Material for this exercise:

※ ※ ※

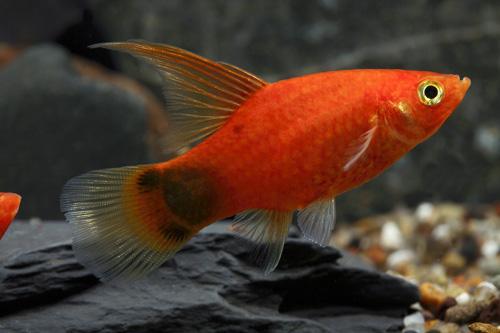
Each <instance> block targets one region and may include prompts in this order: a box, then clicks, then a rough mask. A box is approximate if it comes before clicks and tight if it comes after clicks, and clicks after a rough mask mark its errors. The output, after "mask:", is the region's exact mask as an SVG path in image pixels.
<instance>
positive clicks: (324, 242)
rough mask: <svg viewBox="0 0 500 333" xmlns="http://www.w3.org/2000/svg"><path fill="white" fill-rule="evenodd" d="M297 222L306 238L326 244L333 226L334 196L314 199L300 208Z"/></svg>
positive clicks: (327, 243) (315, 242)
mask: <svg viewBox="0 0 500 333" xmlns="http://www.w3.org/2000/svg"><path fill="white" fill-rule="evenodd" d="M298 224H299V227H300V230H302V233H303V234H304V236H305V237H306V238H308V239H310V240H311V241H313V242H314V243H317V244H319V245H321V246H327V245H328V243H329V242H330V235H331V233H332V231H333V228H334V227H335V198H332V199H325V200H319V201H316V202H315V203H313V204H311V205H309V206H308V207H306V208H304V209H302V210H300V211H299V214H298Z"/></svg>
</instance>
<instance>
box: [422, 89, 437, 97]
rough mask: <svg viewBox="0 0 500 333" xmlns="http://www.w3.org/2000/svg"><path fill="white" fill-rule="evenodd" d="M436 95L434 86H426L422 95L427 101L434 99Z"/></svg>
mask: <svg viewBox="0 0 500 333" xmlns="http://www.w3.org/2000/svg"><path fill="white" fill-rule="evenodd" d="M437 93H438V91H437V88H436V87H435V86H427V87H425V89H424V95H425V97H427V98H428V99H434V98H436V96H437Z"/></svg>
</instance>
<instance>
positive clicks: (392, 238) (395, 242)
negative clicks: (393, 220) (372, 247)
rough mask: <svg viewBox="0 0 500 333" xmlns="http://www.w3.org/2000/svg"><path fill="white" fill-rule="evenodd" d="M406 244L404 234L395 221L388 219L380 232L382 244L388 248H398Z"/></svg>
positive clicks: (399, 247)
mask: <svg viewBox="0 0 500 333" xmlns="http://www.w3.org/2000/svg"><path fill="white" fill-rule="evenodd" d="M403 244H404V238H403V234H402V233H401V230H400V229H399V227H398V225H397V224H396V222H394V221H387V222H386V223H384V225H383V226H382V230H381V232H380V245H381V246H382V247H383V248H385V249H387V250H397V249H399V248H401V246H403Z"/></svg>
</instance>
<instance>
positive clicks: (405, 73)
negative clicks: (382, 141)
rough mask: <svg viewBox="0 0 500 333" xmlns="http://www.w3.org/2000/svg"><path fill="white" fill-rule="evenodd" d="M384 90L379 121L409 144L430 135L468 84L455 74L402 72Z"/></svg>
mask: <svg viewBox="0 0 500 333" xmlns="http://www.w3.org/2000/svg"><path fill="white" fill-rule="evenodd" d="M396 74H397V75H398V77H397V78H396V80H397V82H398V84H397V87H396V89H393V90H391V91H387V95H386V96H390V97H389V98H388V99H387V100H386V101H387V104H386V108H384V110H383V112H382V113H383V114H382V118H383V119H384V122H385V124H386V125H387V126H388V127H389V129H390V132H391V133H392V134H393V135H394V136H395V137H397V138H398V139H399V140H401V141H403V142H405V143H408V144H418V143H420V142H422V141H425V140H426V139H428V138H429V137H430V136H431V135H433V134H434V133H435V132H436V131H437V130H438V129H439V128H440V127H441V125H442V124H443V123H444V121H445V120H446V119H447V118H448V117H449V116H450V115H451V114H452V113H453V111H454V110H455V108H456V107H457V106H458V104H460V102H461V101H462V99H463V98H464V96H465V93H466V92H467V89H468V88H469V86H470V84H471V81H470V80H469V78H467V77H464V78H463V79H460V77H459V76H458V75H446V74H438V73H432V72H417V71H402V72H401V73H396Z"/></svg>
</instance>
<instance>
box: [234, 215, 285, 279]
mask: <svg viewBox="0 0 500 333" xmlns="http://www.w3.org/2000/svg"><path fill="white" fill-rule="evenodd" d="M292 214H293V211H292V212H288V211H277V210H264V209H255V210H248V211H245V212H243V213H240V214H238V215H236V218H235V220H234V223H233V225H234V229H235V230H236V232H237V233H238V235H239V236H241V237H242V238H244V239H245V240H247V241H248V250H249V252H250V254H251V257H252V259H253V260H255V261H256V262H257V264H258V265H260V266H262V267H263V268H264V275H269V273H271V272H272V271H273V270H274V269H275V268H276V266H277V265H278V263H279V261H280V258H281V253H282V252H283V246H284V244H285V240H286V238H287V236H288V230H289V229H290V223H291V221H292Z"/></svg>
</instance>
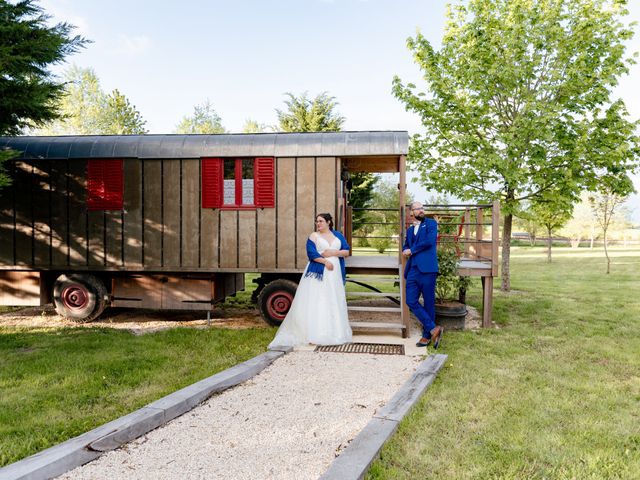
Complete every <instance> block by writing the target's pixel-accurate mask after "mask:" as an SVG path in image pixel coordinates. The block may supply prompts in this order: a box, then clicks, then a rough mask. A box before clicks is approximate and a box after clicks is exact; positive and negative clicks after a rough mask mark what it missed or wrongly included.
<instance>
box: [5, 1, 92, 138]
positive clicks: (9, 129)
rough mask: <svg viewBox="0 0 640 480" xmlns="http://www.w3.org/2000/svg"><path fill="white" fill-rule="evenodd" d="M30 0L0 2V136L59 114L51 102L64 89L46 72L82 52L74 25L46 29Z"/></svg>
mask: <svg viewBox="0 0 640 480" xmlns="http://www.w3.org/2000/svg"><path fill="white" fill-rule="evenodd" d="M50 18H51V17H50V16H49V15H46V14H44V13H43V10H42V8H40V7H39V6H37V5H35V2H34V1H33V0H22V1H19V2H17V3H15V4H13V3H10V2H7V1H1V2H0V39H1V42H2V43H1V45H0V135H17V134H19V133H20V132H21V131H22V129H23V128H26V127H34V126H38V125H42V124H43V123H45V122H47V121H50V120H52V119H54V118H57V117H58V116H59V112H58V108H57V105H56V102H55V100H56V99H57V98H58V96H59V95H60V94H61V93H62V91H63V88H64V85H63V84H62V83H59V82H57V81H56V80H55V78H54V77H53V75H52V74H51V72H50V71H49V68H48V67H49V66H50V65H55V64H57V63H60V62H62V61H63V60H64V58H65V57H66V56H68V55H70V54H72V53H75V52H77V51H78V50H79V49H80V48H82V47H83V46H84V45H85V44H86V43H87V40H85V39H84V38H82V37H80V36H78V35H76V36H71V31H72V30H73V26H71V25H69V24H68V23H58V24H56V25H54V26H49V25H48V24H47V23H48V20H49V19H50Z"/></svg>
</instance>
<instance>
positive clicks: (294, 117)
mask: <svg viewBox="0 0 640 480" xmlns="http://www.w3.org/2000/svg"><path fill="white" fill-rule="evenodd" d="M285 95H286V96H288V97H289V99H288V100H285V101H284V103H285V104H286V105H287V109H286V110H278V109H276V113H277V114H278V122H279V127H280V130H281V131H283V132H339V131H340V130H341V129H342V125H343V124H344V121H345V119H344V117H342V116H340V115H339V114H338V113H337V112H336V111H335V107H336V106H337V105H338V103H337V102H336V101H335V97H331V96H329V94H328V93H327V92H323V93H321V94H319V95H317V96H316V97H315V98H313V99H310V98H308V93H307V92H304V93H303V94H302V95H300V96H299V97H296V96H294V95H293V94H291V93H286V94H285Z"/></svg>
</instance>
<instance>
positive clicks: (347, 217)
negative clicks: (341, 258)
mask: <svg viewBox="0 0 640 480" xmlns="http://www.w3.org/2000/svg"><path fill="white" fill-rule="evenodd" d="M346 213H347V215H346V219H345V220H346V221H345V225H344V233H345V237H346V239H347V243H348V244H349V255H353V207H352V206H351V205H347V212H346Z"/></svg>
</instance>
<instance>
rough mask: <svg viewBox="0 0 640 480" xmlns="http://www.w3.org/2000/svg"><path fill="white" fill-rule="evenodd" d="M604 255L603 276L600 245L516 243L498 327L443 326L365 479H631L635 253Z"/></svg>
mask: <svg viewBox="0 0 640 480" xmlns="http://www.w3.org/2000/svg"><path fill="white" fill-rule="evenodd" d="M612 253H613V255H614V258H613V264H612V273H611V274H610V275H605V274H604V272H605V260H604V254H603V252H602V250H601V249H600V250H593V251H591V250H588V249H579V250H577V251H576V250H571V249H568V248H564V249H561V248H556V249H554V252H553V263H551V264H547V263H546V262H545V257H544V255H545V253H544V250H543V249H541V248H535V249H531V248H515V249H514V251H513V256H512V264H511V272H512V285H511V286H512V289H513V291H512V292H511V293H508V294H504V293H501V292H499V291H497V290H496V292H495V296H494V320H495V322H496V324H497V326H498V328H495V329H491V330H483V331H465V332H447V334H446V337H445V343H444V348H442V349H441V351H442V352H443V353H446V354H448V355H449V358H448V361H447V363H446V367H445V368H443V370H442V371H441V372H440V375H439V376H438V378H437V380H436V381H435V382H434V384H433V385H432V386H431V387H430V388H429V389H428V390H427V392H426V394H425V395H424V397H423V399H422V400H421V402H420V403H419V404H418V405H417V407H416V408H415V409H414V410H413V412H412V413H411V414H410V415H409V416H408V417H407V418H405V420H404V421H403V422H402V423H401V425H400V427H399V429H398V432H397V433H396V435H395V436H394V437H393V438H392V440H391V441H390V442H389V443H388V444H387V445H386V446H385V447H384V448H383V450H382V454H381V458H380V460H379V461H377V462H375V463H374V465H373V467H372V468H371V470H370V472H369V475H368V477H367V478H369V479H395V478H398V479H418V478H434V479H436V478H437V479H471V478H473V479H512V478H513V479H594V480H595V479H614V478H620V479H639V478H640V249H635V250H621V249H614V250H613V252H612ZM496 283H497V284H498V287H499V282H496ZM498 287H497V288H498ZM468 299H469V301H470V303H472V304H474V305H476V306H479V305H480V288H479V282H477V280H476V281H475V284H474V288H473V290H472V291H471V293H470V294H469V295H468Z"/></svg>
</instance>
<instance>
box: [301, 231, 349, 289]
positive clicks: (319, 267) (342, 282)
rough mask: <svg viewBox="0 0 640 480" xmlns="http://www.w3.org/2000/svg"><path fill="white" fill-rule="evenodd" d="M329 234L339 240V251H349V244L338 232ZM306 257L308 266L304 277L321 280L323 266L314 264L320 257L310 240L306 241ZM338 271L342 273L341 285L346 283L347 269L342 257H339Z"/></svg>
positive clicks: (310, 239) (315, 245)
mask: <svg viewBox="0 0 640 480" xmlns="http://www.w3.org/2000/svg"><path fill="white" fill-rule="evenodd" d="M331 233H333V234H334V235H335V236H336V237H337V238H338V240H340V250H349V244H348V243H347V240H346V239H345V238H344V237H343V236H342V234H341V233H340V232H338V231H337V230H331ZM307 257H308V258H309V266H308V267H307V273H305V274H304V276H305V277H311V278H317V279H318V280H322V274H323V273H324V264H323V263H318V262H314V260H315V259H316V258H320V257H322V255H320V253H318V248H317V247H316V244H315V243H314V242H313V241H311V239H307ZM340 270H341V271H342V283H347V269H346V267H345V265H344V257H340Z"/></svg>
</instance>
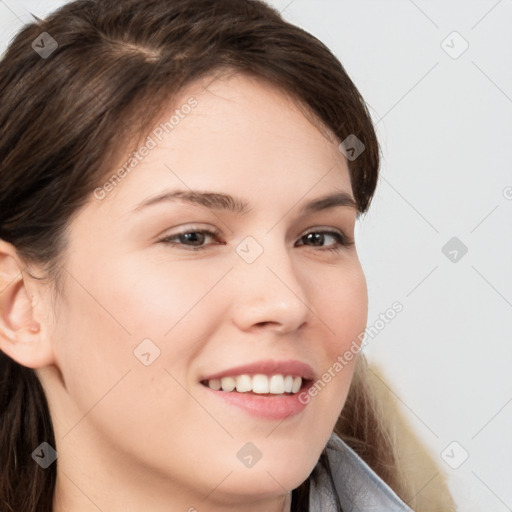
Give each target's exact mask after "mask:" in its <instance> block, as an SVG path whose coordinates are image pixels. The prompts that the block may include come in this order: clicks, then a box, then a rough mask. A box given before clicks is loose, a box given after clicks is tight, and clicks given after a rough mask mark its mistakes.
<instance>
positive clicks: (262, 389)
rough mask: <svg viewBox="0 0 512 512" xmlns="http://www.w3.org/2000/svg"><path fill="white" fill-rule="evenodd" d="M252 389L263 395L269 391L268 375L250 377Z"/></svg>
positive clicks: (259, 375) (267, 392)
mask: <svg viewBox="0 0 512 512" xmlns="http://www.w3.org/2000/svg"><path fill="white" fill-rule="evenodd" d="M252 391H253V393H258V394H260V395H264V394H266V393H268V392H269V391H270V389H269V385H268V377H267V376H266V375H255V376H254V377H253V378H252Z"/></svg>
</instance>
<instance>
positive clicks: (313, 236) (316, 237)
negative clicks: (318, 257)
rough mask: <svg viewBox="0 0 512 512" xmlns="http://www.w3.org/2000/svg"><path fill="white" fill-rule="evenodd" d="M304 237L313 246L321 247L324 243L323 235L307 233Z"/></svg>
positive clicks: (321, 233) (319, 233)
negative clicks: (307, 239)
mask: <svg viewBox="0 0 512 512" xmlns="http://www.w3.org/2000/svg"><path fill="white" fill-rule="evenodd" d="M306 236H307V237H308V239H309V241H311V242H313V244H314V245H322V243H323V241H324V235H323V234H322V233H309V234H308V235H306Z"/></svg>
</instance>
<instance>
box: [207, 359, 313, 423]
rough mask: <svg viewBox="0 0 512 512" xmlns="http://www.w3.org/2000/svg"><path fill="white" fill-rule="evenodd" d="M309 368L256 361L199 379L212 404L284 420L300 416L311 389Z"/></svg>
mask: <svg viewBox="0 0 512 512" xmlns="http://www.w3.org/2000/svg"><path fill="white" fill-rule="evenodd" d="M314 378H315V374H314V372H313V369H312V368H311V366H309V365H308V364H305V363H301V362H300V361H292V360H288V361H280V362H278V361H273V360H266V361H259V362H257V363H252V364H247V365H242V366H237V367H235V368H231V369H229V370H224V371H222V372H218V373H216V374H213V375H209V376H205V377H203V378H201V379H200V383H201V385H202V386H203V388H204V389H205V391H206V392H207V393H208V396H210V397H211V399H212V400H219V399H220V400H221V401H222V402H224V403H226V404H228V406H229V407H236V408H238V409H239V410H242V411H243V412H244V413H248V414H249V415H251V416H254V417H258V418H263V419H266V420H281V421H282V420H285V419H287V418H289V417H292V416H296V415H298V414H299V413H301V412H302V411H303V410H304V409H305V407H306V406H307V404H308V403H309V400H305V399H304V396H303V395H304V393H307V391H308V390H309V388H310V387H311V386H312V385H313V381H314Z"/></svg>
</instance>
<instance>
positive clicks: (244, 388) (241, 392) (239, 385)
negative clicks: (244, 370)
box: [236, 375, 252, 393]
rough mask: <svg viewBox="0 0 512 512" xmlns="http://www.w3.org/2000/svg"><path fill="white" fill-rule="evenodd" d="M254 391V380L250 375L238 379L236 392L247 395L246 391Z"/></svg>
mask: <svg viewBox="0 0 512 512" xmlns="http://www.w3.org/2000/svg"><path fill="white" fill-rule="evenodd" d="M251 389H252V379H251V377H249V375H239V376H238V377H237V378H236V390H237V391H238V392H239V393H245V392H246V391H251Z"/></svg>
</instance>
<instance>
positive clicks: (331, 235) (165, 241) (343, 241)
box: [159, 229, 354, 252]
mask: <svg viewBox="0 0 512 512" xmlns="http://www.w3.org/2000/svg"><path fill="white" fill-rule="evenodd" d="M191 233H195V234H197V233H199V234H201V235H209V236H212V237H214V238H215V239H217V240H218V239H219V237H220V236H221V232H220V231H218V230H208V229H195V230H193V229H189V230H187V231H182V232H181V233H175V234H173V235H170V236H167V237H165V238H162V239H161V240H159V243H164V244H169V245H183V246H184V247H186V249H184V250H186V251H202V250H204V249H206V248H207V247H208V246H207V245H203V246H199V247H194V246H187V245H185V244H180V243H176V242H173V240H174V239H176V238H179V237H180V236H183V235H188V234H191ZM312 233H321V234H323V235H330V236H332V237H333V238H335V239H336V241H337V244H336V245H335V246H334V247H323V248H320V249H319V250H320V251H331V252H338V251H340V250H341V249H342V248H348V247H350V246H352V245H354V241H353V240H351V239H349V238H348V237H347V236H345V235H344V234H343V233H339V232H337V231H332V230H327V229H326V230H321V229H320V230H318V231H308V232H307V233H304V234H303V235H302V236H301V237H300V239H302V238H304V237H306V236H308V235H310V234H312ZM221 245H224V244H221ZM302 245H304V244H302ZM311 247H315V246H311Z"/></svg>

※ ※ ※

Work instruction:
Starting at the top of the listing above, reproduce each line up to and including the one with "negative clicks: (393, 220) (372, 247)"; omit the pictures.

Answer box:
Each <instance> block targets one region and may include prompts in this order: a box, then clicks, then a rough mask. A box is approximate if it comes before clicks and tight if it comes after clicks, and clicks after a rough mask mark its errors. The output, after "mask:", is the region's exact mask as an SVG path in image pixels.
<instance>
positive clicks: (324, 242)
rough mask: <svg viewBox="0 0 500 333" xmlns="http://www.w3.org/2000/svg"><path fill="white" fill-rule="evenodd" d="M297 222L306 238L326 244L333 226L334 196L314 199L300 208Z"/></svg>
positive clicks: (327, 243) (315, 242)
mask: <svg viewBox="0 0 500 333" xmlns="http://www.w3.org/2000/svg"><path fill="white" fill-rule="evenodd" d="M298 224H299V227H300V230H302V233H303V234H304V236H305V237H306V238H308V239H310V240H311V241H313V242H314V243H317V244H319V245H321V246H327V245H328V243H329V242H330V235H331V233H332V231H333V228H334V227H335V198H332V199H325V200H319V201H316V202H315V203H313V204H311V205H309V206H308V207H306V208H304V209H302V210H300V211H299V214H298Z"/></svg>
</instance>
<instance>
box: [422, 89, 437, 97]
rough mask: <svg viewBox="0 0 500 333" xmlns="http://www.w3.org/2000/svg"><path fill="white" fill-rule="evenodd" d="M436 95L434 86H426L422 95L427 101L434 99Z"/></svg>
mask: <svg viewBox="0 0 500 333" xmlns="http://www.w3.org/2000/svg"><path fill="white" fill-rule="evenodd" d="M437 93H438V91H437V88H436V87H435V86H427V87H425V89H424V95H425V97H427V98H428V99H434V98H436V96H437Z"/></svg>
</instance>
<instance>
positive clicks: (392, 238) (395, 242)
negative clicks: (393, 220) (372, 247)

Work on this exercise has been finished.